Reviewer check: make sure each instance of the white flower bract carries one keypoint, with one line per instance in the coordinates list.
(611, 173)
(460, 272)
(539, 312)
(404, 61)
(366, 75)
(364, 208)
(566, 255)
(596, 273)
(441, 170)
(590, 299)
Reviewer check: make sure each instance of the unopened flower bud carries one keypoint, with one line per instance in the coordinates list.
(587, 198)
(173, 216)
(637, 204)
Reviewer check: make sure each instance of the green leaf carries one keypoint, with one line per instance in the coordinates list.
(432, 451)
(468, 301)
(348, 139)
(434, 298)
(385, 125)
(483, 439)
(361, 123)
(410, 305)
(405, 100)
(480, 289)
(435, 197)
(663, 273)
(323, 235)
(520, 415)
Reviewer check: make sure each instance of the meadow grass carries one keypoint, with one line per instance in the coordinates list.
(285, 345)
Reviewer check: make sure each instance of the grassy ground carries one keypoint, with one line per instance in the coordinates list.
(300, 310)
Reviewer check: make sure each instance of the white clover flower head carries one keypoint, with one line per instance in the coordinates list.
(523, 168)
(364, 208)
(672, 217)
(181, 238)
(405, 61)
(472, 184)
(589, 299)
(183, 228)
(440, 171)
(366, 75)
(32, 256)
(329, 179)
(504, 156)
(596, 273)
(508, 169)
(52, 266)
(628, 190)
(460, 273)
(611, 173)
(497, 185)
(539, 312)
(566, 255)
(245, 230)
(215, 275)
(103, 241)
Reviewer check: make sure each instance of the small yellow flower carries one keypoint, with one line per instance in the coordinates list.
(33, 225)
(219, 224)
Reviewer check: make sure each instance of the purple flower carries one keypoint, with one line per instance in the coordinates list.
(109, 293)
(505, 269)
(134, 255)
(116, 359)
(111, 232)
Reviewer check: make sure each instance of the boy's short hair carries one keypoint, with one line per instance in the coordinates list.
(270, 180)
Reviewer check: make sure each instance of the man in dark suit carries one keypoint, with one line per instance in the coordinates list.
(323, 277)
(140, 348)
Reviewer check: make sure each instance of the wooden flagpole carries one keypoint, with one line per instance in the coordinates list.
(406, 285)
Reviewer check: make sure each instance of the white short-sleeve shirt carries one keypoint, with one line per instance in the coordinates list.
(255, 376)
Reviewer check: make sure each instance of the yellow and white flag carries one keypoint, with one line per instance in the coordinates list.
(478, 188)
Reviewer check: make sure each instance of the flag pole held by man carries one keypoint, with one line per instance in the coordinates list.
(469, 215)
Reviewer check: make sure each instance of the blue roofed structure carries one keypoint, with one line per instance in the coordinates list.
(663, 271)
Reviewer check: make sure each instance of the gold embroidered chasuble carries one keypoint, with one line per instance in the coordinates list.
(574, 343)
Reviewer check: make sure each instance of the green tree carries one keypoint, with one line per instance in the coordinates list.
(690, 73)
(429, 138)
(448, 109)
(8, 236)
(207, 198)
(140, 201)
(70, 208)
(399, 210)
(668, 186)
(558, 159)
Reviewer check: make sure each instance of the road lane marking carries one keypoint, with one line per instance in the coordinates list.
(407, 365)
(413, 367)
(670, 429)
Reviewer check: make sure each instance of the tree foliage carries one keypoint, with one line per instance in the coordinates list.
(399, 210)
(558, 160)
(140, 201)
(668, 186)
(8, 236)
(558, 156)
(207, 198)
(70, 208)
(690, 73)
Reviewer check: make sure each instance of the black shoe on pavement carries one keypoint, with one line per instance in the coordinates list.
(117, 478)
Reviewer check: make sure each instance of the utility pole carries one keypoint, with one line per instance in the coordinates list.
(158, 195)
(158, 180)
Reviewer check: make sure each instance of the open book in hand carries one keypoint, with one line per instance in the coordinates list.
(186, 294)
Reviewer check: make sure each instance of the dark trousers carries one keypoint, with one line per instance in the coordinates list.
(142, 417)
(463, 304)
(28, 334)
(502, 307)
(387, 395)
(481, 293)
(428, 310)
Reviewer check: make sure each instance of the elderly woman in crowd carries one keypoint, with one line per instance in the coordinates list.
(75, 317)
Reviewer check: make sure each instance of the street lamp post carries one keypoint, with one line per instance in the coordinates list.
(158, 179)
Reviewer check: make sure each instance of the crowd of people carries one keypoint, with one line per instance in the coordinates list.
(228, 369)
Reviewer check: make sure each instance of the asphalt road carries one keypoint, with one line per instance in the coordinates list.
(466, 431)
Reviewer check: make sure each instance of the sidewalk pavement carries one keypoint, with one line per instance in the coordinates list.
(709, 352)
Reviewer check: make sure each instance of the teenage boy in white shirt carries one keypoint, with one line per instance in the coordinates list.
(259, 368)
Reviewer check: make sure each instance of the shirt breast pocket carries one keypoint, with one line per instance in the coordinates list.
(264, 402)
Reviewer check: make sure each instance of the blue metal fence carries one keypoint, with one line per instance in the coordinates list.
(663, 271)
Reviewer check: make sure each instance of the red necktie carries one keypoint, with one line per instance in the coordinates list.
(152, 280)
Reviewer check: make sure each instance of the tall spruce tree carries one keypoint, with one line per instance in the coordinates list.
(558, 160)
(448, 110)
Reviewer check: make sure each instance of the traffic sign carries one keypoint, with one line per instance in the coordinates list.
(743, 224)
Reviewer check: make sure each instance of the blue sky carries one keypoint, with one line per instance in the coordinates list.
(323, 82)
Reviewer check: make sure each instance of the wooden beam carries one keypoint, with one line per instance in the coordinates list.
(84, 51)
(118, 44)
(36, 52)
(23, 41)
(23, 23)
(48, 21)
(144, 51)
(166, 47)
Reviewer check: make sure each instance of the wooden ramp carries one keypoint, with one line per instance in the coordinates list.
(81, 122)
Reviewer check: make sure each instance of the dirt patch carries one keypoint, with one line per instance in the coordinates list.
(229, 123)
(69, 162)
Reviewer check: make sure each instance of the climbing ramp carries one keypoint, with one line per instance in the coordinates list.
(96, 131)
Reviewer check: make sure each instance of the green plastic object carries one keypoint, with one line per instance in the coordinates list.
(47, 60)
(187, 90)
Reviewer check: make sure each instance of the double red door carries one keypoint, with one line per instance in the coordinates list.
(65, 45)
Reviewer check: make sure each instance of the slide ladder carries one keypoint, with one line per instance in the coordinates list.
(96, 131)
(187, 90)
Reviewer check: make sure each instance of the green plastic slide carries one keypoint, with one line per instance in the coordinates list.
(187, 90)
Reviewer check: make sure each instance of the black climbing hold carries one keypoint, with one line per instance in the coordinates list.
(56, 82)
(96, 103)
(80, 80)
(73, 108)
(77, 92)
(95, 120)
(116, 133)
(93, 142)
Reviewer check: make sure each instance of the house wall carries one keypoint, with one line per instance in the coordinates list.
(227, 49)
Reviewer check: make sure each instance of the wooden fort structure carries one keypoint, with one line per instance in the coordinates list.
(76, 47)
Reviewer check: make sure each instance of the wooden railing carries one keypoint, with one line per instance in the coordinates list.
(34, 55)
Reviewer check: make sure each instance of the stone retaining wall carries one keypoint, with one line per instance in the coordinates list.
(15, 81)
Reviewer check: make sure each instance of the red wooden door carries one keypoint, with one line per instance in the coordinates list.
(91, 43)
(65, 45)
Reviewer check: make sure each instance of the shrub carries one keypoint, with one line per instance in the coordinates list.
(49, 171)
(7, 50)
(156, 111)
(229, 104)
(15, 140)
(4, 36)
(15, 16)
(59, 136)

* [What you are asked to do]: Rewrite the data above with every "keypoint" swapped for "marker", leaving everything else unchanged.

* [Worked answer]:
Reviewer check: make sure each instance of the white flower bract carries one marker, with one line per instance in the coordinates list.
(611, 173)
(460, 272)
(539, 312)
(404, 61)
(366, 75)
(364, 208)
(566, 255)
(596, 273)
(441, 170)
(590, 299)
Reviewer check: make sure each instance of the unopened flower bud carries one marker, with one line per instance in the coordinates list.
(587, 198)
(173, 216)
(637, 204)
Reviewer check: make sure each instance of the green leaf carries one marker, with one line per instance in the coordinates list.
(432, 451)
(468, 301)
(348, 139)
(434, 298)
(385, 125)
(483, 439)
(361, 123)
(410, 305)
(405, 100)
(480, 289)
(435, 197)
(663, 273)
(323, 235)
(520, 415)
Reviewer check: make sure each instance of the meadow grass carries one marker, with one line per instance in the coordinates list.
(285, 345)
Reviewer check: make sure each instance of the grassy ground carries one marker, with one line per instance in the coordinates list.
(300, 310)
Reviewer check: make sure each instance of the white clover flower head carries one marker, with one line per instance in the coordinates list.
(523, 168)
(364, 208)
(672, 217)
(181, 238)
(405, 61)
(472, 184)
(589, 299)
(183, 228)
(440, 171)
(366, 75)
(32, 256)
(329, 179)
(504, 156)
(596, 273)
(508, 169)
(52, 266)
(628, 190)
(460, 273)
(611, 173)
(497, 185)
(539, 312)
(566, 255)
(245, 230)
(215, 275)
(103, 241)
Reviewer check: make sure each instance of the small yellow flower carries one marker, with one line per instance in the coordinates list.
(33, 225)
(219, 224)
Reviewer check: make sure each instance of the purple flower carries one marker, with one line per instance in the coordinates list.
(109, 293)
(505, 269)
(134, 255)
(116, 359)
(111, 232)
Reviewer check: make sure each instance of the boy's short hair carries one marker, with one line per instance in the coordinates list.
(270, 180)
Reviewer check: make sure each instance of the man in dark suit carries one marker, with one line per instance in the coordinates list.
(323, 277)
(140, 348)
Reviewer check: make sure each instance of the wooden flagpole carries one marker, with one line per instance in the coordinates list.
(406, 285)
Reviewer check: make sure each instance of the white short-sleeve shirt carries one marker, with one line per instance in the coordinates list.
(255, 376)
Reviewer check: make sure each instance of the yellow and white flag carries one marker, with one line per instance in the coordinates list.
(478, 188)
Reviewer check: make sure each instance of the flag pole held by man carries one marker, with one line per instance in the coordinates list.
(469, 215)
Reviewer check: make sure each instance of the blue roofed structure carries one marker, with one line per instance in the coordinates list.
(663, 271)
Reviewer check: make sure each instance of the gold embroidered chasuble carries one marker, with one line per instance in the coordinates list.
(574, 343)
Reviewer check: make sure each instance of the green tree carries one marker, with one line per instance in the coordinates list.
(690, 73)
(429, 138)
(448, 109)
(8, 236)
(207, 198)
(140, 201)
(70, 208)
(399, 210)
(668, 186)
(558, 159)
Reviewer check: make sure each instance of the road lane marking carries one marker, with one line per instance in the coordinates list.
(407, 365)
(413, 367)
(670, 429)
Reviewer check: make sure each instance of the tree foliage carries one marker, with one line per instance in the coordinates list.
(399, 210)
(558, 160)
(140, 201)
(668, 186)
(8, 236)
(558, 156)
(207, 198)
(70, 208)
(690, 73)
Reviewer check: make sure each instance of the black shoe on pavement carries one marker, with one line per instance in the coordinates list.
(117, 478)
Reviewer check: make sure each instance of the utility pole carries one marker, with one line per instance in the coordinates list.
(158, 195)
(158, 180)
Reviewer check: make sure each instance of the open book in hand carries one marker, with one line per instance in the coordinates list.
(186, 294)
Reviewer check: make sure each instance of the dark trousers carries one marker, with one line per instance in the coordinates list.
(142, 417)
(463, 304)
(28, 334)
(502, 307)
(387, 395)
(481, 293)
(428, 310)
Reviewer check: make sure each instance of the elderly woman in crowd carries one marker, with one line per instance in the coordinates list.
(75, 317)
Reviewer check: make sure each instance of the street lamp post carries one marker, with one line per instance in the coordinates list.
(158, 179)
Reviewer check: make sure each instance of the crowd of people carries one marker, with one line per instance in the coordinates list.
(228, 369)
Reviewer check: make sure each instance of the asphalt road carries one marker, with one line per instance in the coordinates list.
(466, 431)
Reviewer check: make sure each instance of the sidewalk pavement carries one marker, with one line per instance in the coordinates list.
(709, 352)
Reviewer check: make sure each instance of the teenage boy in white shirt carries one marker, with one line per instance in the coordinates list.
(259, 368)
Reviewer check: make sure each instance of the shirt breast pocket carries one marker, with one line per instance in the coordinates list.
(264, 402)
Reviewer check: make sure each instance of the blue metal fence carries one marker, with one line per instance in the coordinates list.
(663, 271)
Reviewer check: make sure each instance of the red necktie carries one marker, with one line per instance in the coordinates list.
(152, 280)
Reviewer check: make sure each instance of the tall spruce tree carries one marker, with one line per instance in the coordinates list.
(558, 160)
(448, 110)
Reviewer check: make sure each instance of the traffic sign carries one marker, with one line per instance in the coordinates list.
(743, 224)
Reviewer check: make sure each instance of the blue sky carries one marker, with one line per instance in the coordinates list.
(323, 82)
Reviewer check: make sure each instance of the wooden beam carries one marker, with one line per instance in the coordinates list.
(84, 51)
(118, 44)
(36, 52)
(23, 41)
(23, 23)
(48, 21)
(144, 51)
(166, 47)
Reviewer check: make sure each instance of the wooden ramp carries one marker, with one line per instance in the coordinates list.
(81, 122)
Reviewer check: make sure each instance of the dirt patch carries one marker, with one line per instance in the coordinates list.
(229, 123)
(69, 162)
Reviewer check: make sure each instance of the climbing ramp carries one marker, with one line per instance in the coordinates list.
(96, 131)
Reviewer check: make sure each instance of the green plastic object carries one marker, with one line per instance in the coordinates list.
(47, 60)
(187, 90)
Reviewer check: make sure each instance of the double red door carries one marker, with one line per instance in the coordinates list.
(65, 45)
Reviewer check: make sure each instance of the slide ladder carries one marker, with one line per instance in the coordinates list.
(96, 131)
(187, 90)
Reviewer check: make sure each instance of the green plastic slide carries one marker, with one line per instance in the coordinates list.
(187, 90)
Reviewer check: make sure each instance of the black climbing hold carries one marker, with one line per instance in the coordinates list.
(56, 82)
(96, 103)
(80, 80)
(73, 108)
(77, 92)
(95, 120)
(116, 133)
(93, 142)
Reviewer check: make sure each instance of the house wall carries one marker, with one line per instance in the coordinates list.
(227, 49)
Reviewer check: make sure each instance of the wooden fort structure carries one marker, with one line per instance in the coordinates list.
(76, 47)
Reviewer check: make sure each instance of the wooden railing carries one marker, with one line per instance in the coordinates list.
(34, 55)
Reviewer check: make sure each instance of the stone retaining wall carries one marker, with one line per instance in the coordinates list.
(15, 81)
Reviewer check: make sure each instance of the red wooden door carries one marker, with one line per instance in the coordinates list.
(91, 43)
(65, 45)
Reviewer check: make sure each instance of the shrub carries one marker, with one line per instance in the coordinates list.
(49, 171)
(7, 50)
(156, 111)
(229, 104)
(15, 140)
(4, 36)
(15, 16)
(59, 136)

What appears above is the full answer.